**Текст**.

○ ○ ○ ○ ○

Импульсом к возвышению воинской касты послужили персидское и греческое
вторжения в Пенджаб. Мы уже упоминали царя Пора, которого, несмотря на его
слонов, Александр победил и превратил в сатрапа. В это же время в стан
греков возле реки Инд прибыл некий искатель приключений по имени Чандрагупта
Маурья (ум. ок. 293 до н. э.), которого греки называли Сандракот, с планами
завоевания земель в долине Ганга. Эти планы не нашли поддержки у македонян,
которые взбунтовались, отказавшись от какого-либо дальнейшего продвижения в
глубь Индии, и Чандрагупте пришлось бежать из их лагеря.
Он решил заручиться поддержкой племен, живших в пограничных
северо-западных районах, и когда Александр со своим войском ушел,
Чандрагупта захватил Пенджаб, выгнав из него македонский гарнизон. Затем он
завоевал долину Ганга (около 321 г.
до н. э.), успешно воевал (303 г. до н. э.) с Селевком I, который
попытался было вернуть себе Пенджаб, и сплотил под своей властью в одной
огромной империи земли всей североиндийской равнины от западной границы до
восточного моря.
Чандрагупте тоже не удалось избежать конфликта с растущим влиянием
брахманов, того конфликта между царской властью и жречеством, который мы
отмечали на примерах Вавилонии, Египта и Китая. Чандрагупта увидел в
набирающем популярность буддизме своего союзника против крепнущей жреческой
касты. Он встал на его сторону и обеспечил поддержкой общину, поощряя
проповедь буддийского учения.

○ ○ ○ ○ ○

**Материал**.
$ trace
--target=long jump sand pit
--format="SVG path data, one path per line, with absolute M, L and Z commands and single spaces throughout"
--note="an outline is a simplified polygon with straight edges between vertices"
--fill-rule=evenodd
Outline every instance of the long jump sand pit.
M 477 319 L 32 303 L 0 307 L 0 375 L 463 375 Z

○ ○ ○ ○ ○

**Задания**.
1/ Ответьте на вопросы по тексту о Чандрагупте.
(a) Каким именем Чандрагупту называли греки?
(b) Около какого года Чандрагупта завоевал долину Ганга?
(c) Какое учение Чандрагупта поддержал в противовес жреческой касте?
2/ Измените записи, заменив в них «long jump sand pit» на «triple jump sand pit», и приведите их целиком. Все остальное должно остаться прежним.

**Ответы**.
1/
(a) Сандракот.
(b) Около 321 г. до н. э.
(c) Буддизм.

2/
$ trace
--target=triple jump sand pit
--format="SVG path data, one path per line, with absolute M, L and Z commands and single spaces throughout"
--note="an outline is a simplified polygon with straight edges between vertices"
--fill-rule=evenodd
Outline every instance of the triple jump sand pit.
M 477 319 L 32 303 L 0 307 L 0 375 L 463 375 Z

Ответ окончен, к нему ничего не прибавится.